— Goal —
Each entry below must be repeated word for word.

— Dataset —
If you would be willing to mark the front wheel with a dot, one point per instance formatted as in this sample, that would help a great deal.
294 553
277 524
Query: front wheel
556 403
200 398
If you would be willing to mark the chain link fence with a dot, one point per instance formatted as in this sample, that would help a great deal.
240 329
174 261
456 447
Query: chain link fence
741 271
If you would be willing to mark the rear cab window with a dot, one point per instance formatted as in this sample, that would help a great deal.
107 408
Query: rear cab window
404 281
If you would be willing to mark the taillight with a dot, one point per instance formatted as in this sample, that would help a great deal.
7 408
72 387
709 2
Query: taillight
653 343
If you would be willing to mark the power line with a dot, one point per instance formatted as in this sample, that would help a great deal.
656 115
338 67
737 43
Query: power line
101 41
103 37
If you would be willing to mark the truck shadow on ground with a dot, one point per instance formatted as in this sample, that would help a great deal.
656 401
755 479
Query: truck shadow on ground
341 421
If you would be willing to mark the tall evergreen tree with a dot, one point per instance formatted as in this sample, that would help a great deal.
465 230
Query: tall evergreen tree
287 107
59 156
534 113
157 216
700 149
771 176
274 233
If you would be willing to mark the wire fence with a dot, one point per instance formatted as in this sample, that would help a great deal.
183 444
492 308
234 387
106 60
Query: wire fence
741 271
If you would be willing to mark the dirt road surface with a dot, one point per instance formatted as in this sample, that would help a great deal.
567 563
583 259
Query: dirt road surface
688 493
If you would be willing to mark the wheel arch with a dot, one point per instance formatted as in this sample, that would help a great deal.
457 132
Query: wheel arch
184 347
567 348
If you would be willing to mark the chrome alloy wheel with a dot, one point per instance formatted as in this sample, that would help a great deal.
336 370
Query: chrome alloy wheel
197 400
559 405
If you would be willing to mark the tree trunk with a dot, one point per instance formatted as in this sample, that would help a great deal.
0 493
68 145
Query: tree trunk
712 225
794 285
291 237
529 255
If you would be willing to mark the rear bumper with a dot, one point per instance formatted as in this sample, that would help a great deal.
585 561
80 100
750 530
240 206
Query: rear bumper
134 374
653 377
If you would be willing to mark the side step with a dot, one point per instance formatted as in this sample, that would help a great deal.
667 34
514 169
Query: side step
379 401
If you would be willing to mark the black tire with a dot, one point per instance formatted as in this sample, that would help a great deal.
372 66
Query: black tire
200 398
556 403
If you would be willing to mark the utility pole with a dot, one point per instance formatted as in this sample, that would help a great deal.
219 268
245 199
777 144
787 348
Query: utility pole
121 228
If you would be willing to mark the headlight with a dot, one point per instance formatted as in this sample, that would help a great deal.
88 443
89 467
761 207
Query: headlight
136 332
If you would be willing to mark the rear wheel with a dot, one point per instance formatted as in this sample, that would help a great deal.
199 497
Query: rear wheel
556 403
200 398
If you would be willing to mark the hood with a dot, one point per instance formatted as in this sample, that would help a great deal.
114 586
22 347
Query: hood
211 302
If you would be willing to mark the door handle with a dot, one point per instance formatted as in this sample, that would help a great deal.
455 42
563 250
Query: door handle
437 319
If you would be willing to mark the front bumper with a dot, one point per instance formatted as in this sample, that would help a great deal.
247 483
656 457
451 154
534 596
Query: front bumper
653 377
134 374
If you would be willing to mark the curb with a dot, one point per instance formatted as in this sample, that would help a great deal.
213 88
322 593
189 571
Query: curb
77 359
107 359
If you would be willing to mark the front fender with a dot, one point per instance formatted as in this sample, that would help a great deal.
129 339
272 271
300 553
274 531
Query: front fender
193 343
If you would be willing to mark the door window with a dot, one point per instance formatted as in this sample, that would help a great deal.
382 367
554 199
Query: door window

— Result below —
If you would be willing to mark the front wheel with a dot, one point per instance formatted as in this sample, that would help a great deal.
294 553
277 524
Query: front wheel
556 403
200 398
If you would be willing to mark the chain link fence with a dot, one point per instance formatted as in this sample, that would help a great deal.
240 329
174 261
456 447
Query: chain link fence
741 271
If you would be willing to mark the rear cab window with a dot, one point per instance formatted as in this sample, that would help a great deal.
107 408
Query: rear cab window
404 281
If you would be willing to mark the taillight with a dot, one point per instance formatted as in this sample, that would help a great deal.
7 408
72 387
709 2
Query: taillight
653 343
If you would be willing to mark the power line with a dot, one point per instance formatted as in this sample, that would help a great deal.
656 115
338 67
737 43
Query: power line
101 41
103 37
If you would be willing to mark the truck shadow on ground with a dot, one point per instance formatted as in this sample, that would help a great deal.
656 401
755 479
Query: truck shadow on ground
341 421
If you would be willing to mark the tall evergreen tree with a dot, one point per instance formatted as in this sample, that would help a great deal.
465 230
Query: tall evergreen tree
287 107
59 156
534 113
157 216
700 149
771 176
274 233
If you would be willing to mark the wire fence with a dot, one point per instance formatted as in this sample, that would help a great deal.
183 444
492 308
234 387
106 60
Query: wire fence
741 271
If you would be willing to mark the dirt road surface with a dot, one point per instance formatted as in this sample, that would help a great deal.
567 563
583 259
Query: dirt road surface
688 493
If you would be willing to mark the wheel arch with a dot, one point per instance formatted as in this sample, that would help a great deal.
457 132
Query: wheel arch
184 347
567 348
If you would be willing to mark the chrome alloy wheel with a dot, one point per instance formatted as in this sample, that would help a great deal.
336 370
Query: chrome alloy wheel
197 400
559 405
If you would be willing to mark the tree trunk with a dot, one point per instance formatted as in this sample, that would help a great deal.
0 493
68 145
Query: tree trunk
712 225
794 285
291 237
529 255
If you would be willing to mark the rear bumper with a dot, one point per instance formatted as in this sample, that would help a great deal.
585 561
80 100
750 530
240 206
Query: rear bumper
134 374
653 377
If you would be willing to mark the side step with a dot, one point per instance formatted as in this sample, that would help a great deal.
667 34
514 169
Query: side step
379 401
If you would be willing to mark the black tire with a dot, one point per instance formatted as in this sample, that would help a great deal.
372 66
Query: black tire
200 398
556 403
If you would be willing to mark the utility pole with a dot, one point per instance formatted as in this sample, that would help a great deal.
219 268
245 199
777 144
787 348
Query: utility pole
121 228
If you would be willing to mark the headlight with a dot, one point per instance formatted as in this sample, that would help a great deal.
88 443
89 467
761 207
Query: headlight
136 332
If you would be willing to mark the rear wheel with a dot, one point per instance formatted as in this sample, that would help a great deal.
199 497
Query: rear wheel
556 403
200 398
If you would be willing to mark the hood with a dot, one point per instance formatted as in this sample, that would help a great deal.
114 586
22 347
Query: hood
211 302
If you would be willing to mark the door handle with a dot, one point per instance formatted as in this sample, that would help a great deal.
455 42
563 250
Query: door handle
437 319
If you would be willing to mark the front bumper with a dot, one point per instance formatted as in this sample, that would help a great deal.
247 483
656 457
451 154
534 596
Query: front bumper
653 377
134 374
If you would be willing to mark the curb with a dot, one point per instance formatted as in this sample, that would help a great deal.
213 88
322 593
189 571
Query: curb
77 359
107 359
If you would be willing to mark the front fender with a dot, one point per instance formatted as in this sample, that would help a great deal.
129 339
272 271
300 553
274 531
Query: front fender
193 343
If you would be willing to mark the door window with a dot, one point per instance formatted as in this sample, that would help a great deal.
382 367
554 199
Query: door window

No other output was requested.